*** Extracted entries Section Begins ***

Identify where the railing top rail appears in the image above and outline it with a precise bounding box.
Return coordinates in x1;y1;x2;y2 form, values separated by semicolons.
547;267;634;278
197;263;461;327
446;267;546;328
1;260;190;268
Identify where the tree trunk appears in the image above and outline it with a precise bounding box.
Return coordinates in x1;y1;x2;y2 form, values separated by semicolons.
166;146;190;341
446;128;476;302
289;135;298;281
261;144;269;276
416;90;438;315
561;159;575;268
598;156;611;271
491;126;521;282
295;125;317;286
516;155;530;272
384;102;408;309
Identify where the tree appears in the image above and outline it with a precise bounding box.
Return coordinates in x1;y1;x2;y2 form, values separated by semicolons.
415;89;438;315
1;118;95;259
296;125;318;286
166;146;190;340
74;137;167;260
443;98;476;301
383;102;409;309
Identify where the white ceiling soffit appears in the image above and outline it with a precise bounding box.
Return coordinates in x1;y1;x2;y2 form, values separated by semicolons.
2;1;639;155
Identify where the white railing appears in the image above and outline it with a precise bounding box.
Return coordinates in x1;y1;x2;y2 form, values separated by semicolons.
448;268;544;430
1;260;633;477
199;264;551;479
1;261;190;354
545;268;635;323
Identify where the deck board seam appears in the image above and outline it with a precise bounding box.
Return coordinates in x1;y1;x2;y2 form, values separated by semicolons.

*** Extracted entries Section Ends ***

» Task objective
The answer must be a single number: how many lines of the records contain the string "bounding".

» Expected answer
6